▶ [PROBLEM REQUIREMENTS]
Copy out, word for word, everything in the records below from the line that contains "of the window" down to the line that contains "[(126, 77), (29, 104), (179, 153), (298, 32)]". Include both of those lines.

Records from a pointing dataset

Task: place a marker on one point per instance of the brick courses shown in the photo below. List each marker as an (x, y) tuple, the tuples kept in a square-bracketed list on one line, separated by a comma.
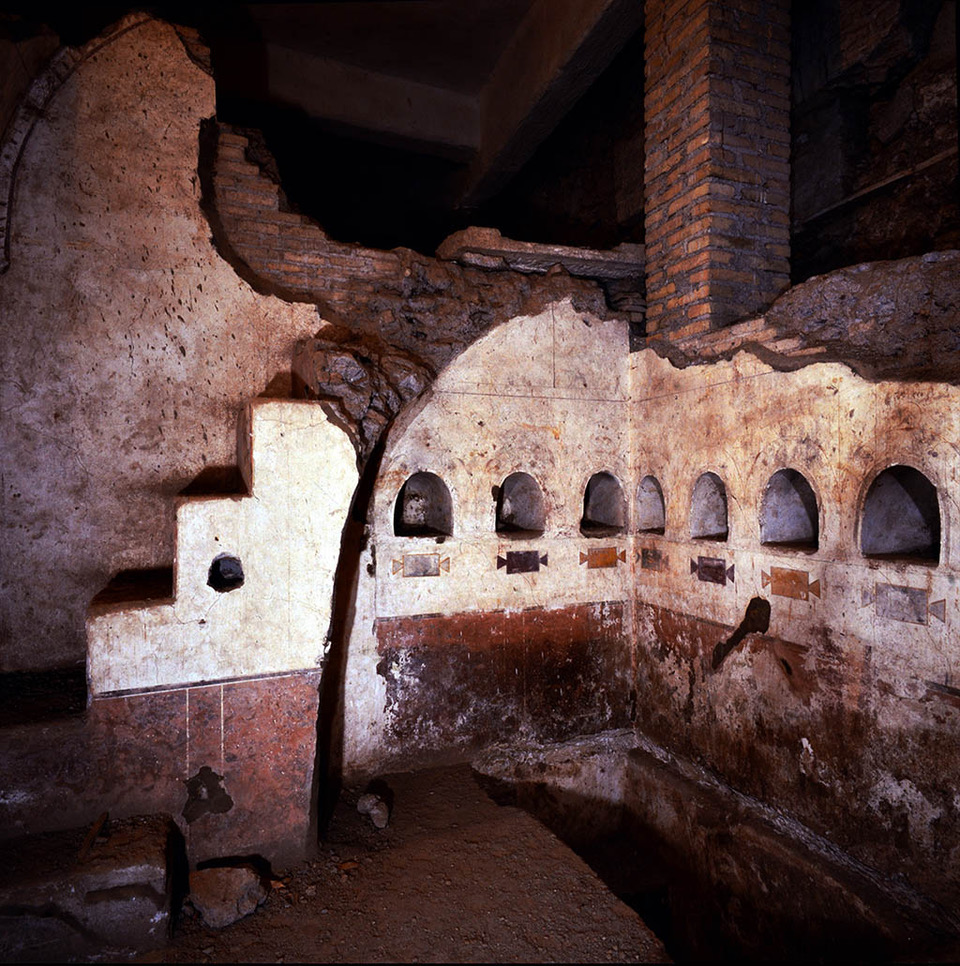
[(717, 175)]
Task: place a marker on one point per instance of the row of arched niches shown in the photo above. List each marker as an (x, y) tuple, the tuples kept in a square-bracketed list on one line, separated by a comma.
[(900, 515)]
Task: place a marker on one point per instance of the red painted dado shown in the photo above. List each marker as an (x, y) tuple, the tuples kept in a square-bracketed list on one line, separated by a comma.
[(457, 682), (136, 753)]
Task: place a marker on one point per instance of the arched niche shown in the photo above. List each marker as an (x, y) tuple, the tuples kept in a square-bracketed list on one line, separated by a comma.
[(901, 516), (604, 506), (651, 515), (423, 508), (520, 506), (708, 509), (788, 512)]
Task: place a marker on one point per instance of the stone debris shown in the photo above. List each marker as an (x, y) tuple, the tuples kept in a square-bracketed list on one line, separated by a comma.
[(375, 807), (224, 895)]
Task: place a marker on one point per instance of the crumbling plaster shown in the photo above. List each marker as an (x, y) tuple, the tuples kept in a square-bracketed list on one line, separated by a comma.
[(129, 344)]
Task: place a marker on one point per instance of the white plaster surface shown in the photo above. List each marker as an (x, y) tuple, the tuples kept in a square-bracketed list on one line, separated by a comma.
[(287, 537), (744, 421), (129, 346)]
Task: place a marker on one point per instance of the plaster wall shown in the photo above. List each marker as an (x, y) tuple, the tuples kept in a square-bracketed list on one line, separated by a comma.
[(842, 711), (129, 345), (286, 535), (544, 395)]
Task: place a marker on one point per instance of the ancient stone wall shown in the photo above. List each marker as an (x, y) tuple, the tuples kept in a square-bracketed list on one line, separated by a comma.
[(498, 625), (717, 180), (129, 344), (838, 704)]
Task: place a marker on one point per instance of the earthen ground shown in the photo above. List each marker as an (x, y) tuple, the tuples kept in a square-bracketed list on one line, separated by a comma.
[(453, 878)]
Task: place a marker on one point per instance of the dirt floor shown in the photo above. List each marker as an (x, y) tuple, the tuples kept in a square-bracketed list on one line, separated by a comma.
[(453, 878)]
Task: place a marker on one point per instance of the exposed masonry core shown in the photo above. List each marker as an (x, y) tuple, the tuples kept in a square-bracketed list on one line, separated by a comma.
[(604, 508), (424, 508), (901, 516), (651, 515), (708, 509), (717, 103), (789, 513)]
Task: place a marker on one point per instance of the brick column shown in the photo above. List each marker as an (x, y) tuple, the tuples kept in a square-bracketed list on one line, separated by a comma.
[(717, 175)]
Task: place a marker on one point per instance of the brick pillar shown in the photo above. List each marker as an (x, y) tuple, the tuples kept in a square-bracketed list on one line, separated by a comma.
[(717, 175)]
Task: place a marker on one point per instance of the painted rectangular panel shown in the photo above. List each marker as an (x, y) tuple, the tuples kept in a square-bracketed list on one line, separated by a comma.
[(899, 603), (421, 565), (787, 582), (523, 561), (597, 557), (712, 570), (651, 559)]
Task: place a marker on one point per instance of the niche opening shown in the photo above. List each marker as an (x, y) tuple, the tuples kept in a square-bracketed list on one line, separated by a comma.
[(651, 516), (225, 574), (604, 507), (423, 508), (901, 516), (788, 513), (708, 509), (520, 506)]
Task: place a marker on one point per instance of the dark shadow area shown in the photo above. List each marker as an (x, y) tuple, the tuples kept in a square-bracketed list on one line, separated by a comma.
[(328, 768), (789, 516), (30, 697), (520, 511), (696, 920), (216, 481), (604, 507), (424, 508), (901, 517), (225, 574)]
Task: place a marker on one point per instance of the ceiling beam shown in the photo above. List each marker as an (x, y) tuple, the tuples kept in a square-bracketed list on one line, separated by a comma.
[(383, 107), (557, 52)]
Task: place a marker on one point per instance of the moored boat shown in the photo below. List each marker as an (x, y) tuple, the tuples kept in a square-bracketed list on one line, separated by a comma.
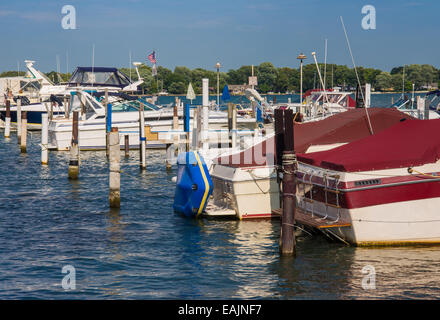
[(246, 184), (380, 190)]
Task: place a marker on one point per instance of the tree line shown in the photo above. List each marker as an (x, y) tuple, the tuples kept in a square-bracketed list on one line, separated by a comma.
[(277, 80)]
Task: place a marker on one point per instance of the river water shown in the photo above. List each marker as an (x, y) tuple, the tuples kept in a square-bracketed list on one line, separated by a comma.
[(145, 251)]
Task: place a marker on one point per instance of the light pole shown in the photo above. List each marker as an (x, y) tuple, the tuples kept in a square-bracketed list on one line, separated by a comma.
[(301, 57), (218, 65)]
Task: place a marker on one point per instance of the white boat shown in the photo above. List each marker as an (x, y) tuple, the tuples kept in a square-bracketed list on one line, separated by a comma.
[(53, 99), (246, 183), (125, 116), (380, 190)]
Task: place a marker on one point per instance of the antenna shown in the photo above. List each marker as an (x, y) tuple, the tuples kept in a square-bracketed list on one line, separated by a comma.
[(319, 73), (93, 64), (67, 62), (129, 64), (403, 82), (325, 66), (357, 76), (136, 65)]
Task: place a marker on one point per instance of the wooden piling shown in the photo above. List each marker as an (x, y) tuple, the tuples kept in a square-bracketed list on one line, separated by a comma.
[(44, 139), (142, 138), (107, 127), (176, 128), (127, 145), (287, 238), (19, 121), (169, 155), (234, 127), (74, 149), (115, 172), (23, 139), (186, 128), (66, 108), (8, 119)]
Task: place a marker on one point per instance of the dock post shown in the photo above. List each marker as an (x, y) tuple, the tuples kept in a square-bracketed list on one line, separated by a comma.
[(127, 145), (176, 128), (66, 108), (23, 131), (169, 155), (186, 125), (230, 124), (426, 109), (108, 126), (197, 122), (44, 139), (74, 149), (8, 119), (205, 112), (142, 138), (115, 172), (19, 121), (234, 127), (287, 237)]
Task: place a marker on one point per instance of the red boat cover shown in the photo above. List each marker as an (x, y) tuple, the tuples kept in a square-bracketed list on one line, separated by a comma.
[(343, 127), (406, 144)]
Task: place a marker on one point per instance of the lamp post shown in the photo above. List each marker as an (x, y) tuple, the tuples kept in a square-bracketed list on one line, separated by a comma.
[(218, 65), (301, 57)]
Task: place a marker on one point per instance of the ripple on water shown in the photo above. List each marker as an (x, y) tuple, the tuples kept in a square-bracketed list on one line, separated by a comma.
[(145, 251)]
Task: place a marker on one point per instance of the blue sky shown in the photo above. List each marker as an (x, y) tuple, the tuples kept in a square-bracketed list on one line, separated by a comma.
[(198, 33)]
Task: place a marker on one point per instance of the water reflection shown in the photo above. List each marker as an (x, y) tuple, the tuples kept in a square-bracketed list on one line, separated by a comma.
[(116, 237)]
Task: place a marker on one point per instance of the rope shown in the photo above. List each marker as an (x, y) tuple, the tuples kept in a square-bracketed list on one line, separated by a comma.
[(411, 170), (255, 181)]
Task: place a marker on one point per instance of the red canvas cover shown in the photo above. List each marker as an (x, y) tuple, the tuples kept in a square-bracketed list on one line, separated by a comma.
[(343, 127), (406, 144)]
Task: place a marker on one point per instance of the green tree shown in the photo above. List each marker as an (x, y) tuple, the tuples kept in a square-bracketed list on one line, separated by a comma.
[(383, 81), (267, 75)]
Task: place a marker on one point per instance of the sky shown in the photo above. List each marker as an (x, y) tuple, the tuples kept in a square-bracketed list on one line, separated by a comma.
[(198, 33)]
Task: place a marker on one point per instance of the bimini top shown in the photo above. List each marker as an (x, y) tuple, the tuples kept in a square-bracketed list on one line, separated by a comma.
[(343, 127), (99, 76), (406, 144)]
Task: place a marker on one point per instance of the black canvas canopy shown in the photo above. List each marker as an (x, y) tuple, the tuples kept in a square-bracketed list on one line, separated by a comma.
[(99, 76)]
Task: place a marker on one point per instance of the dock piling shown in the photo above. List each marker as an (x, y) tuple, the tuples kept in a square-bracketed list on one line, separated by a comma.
[(44, 139), (169, 155), (186, 117), (234, 127), (176, 128), (74, 149), (285, 142), (108, 126), (115, 172), (142, 138), (127, 145), (8, 119), (19, 121), (23, 139)]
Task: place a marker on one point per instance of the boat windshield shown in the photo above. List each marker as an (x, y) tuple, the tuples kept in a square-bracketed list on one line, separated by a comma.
[(83, 104), (127, 106), (99, 77)]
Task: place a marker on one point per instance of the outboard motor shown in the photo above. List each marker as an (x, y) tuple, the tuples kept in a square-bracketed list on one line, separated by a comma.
[(194, 185)]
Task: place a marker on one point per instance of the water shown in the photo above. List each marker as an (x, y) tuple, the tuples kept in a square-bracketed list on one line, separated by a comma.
[(145, 251)]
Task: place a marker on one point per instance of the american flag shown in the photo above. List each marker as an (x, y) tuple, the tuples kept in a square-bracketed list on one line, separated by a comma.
[(152, 57)]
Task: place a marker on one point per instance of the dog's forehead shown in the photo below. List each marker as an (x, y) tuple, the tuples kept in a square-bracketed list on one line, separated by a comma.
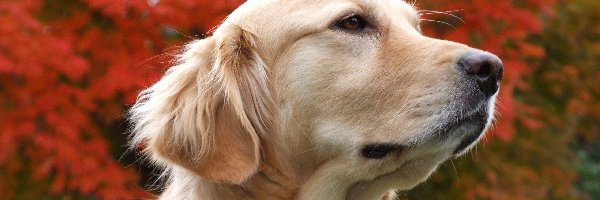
[(277, 13), (277, 23)]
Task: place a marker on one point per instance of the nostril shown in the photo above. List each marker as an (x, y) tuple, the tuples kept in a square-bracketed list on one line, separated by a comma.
[(500, 74), (485, 69)]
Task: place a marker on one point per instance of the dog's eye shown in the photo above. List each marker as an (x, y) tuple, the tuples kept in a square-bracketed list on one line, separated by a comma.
[(352, 23)]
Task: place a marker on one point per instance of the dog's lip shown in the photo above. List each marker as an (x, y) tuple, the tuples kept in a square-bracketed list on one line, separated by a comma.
[(473, 126)]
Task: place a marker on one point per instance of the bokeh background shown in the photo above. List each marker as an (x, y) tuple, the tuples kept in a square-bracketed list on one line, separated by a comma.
[(69, 69)]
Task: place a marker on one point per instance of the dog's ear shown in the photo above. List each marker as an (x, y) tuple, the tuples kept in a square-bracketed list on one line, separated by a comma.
[(209, 112)]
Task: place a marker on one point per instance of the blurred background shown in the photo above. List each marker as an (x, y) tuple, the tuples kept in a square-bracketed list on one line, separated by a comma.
[(69, 69)]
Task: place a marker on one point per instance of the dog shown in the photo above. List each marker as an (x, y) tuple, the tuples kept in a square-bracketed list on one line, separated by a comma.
[(314, 99)]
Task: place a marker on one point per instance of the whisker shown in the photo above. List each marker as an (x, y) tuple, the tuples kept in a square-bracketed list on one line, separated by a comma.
[(441, 22), (180, 33), (445, 11), (428, 12)]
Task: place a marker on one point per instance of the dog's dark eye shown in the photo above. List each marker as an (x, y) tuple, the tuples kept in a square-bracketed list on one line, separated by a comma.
[(352, 23)]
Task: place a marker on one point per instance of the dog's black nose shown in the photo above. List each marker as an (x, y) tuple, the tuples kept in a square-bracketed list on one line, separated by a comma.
[(484, 68)]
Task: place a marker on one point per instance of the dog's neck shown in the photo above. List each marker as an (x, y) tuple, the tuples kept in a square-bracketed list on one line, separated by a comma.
[(274, 180)]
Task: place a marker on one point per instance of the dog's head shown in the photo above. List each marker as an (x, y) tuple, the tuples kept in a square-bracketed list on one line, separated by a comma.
[(350, 90)]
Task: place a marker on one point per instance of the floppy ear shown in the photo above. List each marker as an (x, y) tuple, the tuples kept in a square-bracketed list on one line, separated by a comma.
[(209, 112)]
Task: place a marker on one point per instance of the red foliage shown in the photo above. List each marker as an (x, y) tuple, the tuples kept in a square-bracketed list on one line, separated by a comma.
[(501, 27), (66, 70), (67, 67)]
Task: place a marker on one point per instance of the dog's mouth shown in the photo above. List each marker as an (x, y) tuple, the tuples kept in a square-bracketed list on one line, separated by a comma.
[(469, 128)]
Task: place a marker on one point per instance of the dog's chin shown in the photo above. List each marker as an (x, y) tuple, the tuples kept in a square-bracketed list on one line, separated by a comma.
[(468, 130)]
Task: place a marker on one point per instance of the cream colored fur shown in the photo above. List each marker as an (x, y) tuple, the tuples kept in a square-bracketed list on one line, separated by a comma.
[(278, 103)]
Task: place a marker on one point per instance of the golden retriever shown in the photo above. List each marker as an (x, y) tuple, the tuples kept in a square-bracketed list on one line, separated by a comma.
[(314, 99)]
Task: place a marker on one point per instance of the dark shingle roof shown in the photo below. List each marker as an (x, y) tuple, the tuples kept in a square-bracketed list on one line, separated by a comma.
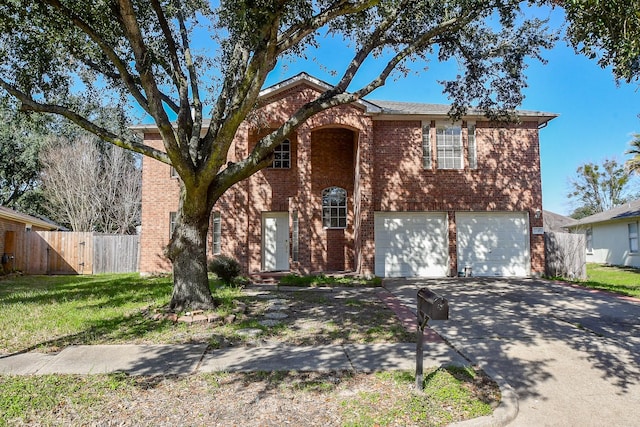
[(417, 108)]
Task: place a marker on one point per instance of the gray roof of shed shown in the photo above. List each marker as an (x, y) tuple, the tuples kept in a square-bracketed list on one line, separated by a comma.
[(627, 211), (557, 222)]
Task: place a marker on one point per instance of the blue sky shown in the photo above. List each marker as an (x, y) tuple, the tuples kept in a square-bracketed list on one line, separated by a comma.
[(597, 117)]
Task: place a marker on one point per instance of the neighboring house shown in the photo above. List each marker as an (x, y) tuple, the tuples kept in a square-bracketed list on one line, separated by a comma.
[(612, 236), (376, 187), (554, 222), (12, 224)]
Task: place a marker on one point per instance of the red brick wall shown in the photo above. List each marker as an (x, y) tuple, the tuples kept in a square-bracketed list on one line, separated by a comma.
[(160, 196), (507, 177), (378, 162)]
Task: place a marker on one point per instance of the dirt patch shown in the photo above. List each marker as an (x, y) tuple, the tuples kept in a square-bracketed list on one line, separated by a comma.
[(259, 399)]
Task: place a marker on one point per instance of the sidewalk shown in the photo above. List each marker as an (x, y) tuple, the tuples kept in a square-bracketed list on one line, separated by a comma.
[(189, 359), (192, 358)]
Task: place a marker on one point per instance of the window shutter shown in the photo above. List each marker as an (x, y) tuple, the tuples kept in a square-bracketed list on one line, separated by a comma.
[(426, 145)]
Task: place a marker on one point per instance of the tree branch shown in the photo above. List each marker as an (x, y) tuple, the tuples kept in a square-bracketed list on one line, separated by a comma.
[(126, 77), (29, 104), (179, 153), (298, 32)]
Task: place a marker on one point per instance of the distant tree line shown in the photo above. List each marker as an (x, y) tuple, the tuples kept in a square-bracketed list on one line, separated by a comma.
[(52, 169)]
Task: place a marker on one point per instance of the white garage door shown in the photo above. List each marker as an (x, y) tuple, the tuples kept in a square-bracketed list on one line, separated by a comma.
[(493, 243), (411, 244)]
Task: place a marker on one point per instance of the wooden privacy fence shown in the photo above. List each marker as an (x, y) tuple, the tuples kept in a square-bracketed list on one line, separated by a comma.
[(565, 255), (60, 252)]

▶ [REPLY TO THE EXERCISE]
Task: place a marker on one point per instance of the window shutter shown in the photo above. List each marker as an (x, y) tuple, the tuples kept in a square-bracketed list on one line, separated by a comma.
[(426, 145)]
Task: place a marker on one point per instance of the tree branch shown in the photo above. List each marker as an (x, y) tuple, the tuples kept in a square-bracketed list on one line, separated by a comma.
[(126, 77), (29, 104), (179, 153), (298, 32)]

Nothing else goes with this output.